------ DOCUMENT PASSAGE ------

[RFC] Adding C++ Parallel Algorithm Offload Support To Clang & LLVM

Apologies for the delay in getting to this, please see below for an attempt at addresing the extension criteria (happy to extend; I’ll answer the name bit more extensively in another post, but the short of it is that it was chosen based on prior art and it already being in use - it can definitely be changed).

stdpar as a Clang Extension

Evidence of a significant user community

There is a growing body of literature around the precursor / proprietary alternative to this extension, which has been available since 2019, e.g.:

Selecting some conclusions will help to outline the benefits of the proposed extension:

Our conclusion is that stdpar can be a good candidate to develop a performance portable and
productive code targeting the Exascale era platform, assuming this approach will be available
on AMD and/or Intel GPUs in the future.
Asahi et al. (2022)

A few hundred lines of code, without hardware-specific knowledge, achieve cluster-level
performance.
Latt (2021)

To continue writing scientific code efficiently with a large and not always professionally trained
user community to run on all hardware architectures, we think we need community solutions for
portability techniques that will allow the coding of an algorithm once, and the ability to execute it
on a variety of hardware products from many vendors.
Bhattacharya et al. (2022)

Beyond performance portability, this study has demonstrated how traditional HPC programming
techniques such index-based traversal are well-supported use cases in ISO C++17. In general,
none of the C++17 implementations impose unreasonable requirements on algorithm use:
captured pointers are allowed.
Based on the three ports, we conclude that only minimal code transformation is required coming
from either a vendor-supported programming model such as CUDA or a portability layer such as
Kokkos.
Lin, McIntosh-Smith, Deakin (2023)

------

• **REQUIREMENTS**:
**1)** In the RFC post on C++ parallel algorithm offload, since what year has the precursor or proprietary alternative to the extension been available?
**2)** Please carry on the RFC post on C++ parallel algorithm offload, starting right after its final citation.

------ EXTRACTED RECORDS ------

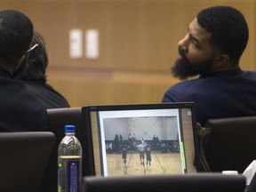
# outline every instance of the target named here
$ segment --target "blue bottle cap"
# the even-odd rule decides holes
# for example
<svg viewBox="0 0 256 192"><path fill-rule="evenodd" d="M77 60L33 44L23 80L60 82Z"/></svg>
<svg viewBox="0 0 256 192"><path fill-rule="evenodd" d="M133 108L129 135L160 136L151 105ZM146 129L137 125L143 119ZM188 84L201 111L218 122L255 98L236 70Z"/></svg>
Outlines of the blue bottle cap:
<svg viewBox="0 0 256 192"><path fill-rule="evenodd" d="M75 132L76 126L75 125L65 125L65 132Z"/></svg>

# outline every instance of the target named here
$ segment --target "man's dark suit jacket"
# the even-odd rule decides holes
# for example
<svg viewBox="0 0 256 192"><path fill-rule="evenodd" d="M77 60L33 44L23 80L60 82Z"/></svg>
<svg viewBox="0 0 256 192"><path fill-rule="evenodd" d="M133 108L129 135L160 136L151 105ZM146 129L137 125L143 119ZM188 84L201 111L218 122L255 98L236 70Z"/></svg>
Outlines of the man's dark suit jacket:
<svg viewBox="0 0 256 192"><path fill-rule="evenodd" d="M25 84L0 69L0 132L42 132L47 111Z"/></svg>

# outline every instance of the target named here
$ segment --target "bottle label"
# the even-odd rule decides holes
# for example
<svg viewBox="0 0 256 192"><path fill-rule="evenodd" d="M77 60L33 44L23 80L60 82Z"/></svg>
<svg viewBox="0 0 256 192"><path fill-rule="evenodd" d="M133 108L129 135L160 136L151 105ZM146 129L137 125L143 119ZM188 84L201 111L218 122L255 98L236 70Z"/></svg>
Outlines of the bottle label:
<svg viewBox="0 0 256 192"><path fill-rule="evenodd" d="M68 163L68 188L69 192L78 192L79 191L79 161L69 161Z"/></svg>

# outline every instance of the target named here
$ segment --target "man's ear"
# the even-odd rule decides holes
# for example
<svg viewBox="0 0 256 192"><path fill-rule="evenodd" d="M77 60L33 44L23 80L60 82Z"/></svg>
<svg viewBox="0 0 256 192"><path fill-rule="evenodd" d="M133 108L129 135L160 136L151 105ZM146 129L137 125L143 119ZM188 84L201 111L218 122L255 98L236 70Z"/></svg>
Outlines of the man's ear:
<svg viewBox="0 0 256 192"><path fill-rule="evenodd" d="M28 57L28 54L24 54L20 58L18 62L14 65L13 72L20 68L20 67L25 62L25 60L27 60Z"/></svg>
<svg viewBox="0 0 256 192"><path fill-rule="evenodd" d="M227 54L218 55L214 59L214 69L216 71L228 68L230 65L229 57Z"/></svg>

------
------ EXTRACTED RECORDS ------

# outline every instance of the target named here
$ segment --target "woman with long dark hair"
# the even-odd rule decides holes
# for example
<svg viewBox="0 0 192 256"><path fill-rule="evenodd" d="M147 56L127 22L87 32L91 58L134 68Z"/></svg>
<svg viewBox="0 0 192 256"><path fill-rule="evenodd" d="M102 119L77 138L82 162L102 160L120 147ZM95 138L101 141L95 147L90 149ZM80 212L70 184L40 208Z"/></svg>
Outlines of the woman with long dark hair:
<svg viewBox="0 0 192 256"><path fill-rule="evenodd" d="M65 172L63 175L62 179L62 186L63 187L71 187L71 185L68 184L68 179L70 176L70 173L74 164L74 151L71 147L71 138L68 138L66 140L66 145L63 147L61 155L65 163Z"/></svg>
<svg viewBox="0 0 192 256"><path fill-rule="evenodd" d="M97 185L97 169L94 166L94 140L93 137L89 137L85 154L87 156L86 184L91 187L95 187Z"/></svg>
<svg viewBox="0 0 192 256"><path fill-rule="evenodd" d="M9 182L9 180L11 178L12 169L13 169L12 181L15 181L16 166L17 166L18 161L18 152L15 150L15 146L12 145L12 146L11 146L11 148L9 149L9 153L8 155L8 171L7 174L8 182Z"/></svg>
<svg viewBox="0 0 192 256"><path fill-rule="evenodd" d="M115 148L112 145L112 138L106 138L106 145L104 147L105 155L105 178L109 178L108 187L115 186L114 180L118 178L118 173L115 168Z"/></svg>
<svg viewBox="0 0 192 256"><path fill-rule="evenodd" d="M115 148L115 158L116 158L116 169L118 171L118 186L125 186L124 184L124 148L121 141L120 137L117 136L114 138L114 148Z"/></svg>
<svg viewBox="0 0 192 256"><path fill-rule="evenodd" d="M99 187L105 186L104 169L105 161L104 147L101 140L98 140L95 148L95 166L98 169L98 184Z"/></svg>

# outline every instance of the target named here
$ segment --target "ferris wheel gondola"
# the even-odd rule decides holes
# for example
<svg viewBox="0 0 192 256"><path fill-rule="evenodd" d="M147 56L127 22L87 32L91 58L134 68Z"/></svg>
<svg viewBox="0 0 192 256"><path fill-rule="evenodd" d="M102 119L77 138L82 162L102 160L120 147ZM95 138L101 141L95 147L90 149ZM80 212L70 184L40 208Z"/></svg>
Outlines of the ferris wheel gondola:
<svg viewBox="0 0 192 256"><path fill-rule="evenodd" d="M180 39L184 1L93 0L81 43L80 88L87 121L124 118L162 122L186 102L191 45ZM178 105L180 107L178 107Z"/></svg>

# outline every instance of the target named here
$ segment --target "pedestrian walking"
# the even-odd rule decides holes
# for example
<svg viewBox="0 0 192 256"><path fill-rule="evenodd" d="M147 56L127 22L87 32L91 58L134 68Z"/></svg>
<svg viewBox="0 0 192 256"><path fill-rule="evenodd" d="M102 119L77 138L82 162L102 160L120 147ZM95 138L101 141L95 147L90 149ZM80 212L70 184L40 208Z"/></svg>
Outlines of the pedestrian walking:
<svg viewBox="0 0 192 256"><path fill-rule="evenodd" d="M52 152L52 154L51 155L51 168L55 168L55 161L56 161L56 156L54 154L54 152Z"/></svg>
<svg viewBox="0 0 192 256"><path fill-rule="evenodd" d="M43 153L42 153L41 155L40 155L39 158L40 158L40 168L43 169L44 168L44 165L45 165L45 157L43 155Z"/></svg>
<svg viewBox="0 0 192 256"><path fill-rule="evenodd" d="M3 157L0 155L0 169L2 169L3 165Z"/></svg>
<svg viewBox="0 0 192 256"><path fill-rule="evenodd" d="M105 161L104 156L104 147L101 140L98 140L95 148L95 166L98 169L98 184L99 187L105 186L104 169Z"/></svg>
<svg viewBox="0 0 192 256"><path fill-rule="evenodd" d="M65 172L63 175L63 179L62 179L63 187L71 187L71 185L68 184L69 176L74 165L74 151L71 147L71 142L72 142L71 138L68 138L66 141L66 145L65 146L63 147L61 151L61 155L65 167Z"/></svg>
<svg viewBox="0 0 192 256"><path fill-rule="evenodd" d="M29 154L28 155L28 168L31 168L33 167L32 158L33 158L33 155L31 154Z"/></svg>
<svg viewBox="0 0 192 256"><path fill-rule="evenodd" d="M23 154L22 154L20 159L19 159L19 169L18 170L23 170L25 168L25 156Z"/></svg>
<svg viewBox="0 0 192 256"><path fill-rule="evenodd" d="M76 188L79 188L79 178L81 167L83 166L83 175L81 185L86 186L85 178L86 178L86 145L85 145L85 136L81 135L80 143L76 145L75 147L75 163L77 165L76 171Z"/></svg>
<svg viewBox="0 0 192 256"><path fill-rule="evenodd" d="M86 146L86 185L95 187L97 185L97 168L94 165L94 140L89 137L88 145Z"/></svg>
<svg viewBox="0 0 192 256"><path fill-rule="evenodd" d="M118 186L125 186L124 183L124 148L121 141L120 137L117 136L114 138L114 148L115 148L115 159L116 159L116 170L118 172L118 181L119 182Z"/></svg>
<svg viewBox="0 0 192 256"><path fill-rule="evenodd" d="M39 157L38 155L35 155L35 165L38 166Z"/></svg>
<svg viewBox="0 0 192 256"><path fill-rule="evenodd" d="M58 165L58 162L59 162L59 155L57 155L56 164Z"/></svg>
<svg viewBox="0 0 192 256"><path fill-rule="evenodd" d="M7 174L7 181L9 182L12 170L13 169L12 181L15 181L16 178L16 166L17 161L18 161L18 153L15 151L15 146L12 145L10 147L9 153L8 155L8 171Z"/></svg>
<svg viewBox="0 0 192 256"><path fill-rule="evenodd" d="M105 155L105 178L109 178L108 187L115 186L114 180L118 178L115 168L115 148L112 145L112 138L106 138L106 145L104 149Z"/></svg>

------

• **TASK ANSWERS**:
**1)** Since 2019.

**2)**
Yet because it utilizes standard C++, it provides a very low entry bar for developers, offering a
simplified path for porting from serial CPU code to GPUs, without the need to explicitly manage
memory transfers. […] All APIs have a learning curve, though std::par is closest to normal C++,
providing an easy transition path to GPU programming for little effort.
Atif et al. (2023)

Currently only a small part of the overall OpenFOAM codebase runs on GPUs (the gradient
evaluation). In the near future, we plan to extend to other routines of immediate interest and
perform scalability tests on multiple nodes. The work caught the attention of OpenCFD, the
company maintaining OpenFOAM codebase, confirming the approach based on standard ISO
C++ parallelism has potential to become mainstream and widely adopted.
Malenza (2022)

In the same vein, some of the issues that affect the precursor alternative, and would be addressed by this extension are also made apparent:

Must compile the whole program with nvc++ when offloading for NVIDIA GPU
– To avoid One Definition Rule violations with e.g. std::vector
Andriotis et al. (2021)

Both of these compilers are still rather immature, exhibiting a number of compiler bugs and lack
of build system integration, so performance numbers should be taken lightly.
Bhattacharya et al. (2022)

While, in theory, nvc++ is link compatible with gcc libraries, there are certain limitations. Any
memory that will be offloaded to the device must be allocated in code compiled by nvc++, and
there are issues with some STL containers. The linking of the final executable must also be
performed by nvc++. The compiler is new enough that critical bugs are still being found, though
are often rapidly patched. Furthermore, it is not fully recognized by many build systems, requiring
significant user intervention for more complex installations, especially when some packages require
g++ and others nvc++.
The compilation time with nvc++ tends to be significantly longer than with the other portability
layers.
Atif et al. (2023)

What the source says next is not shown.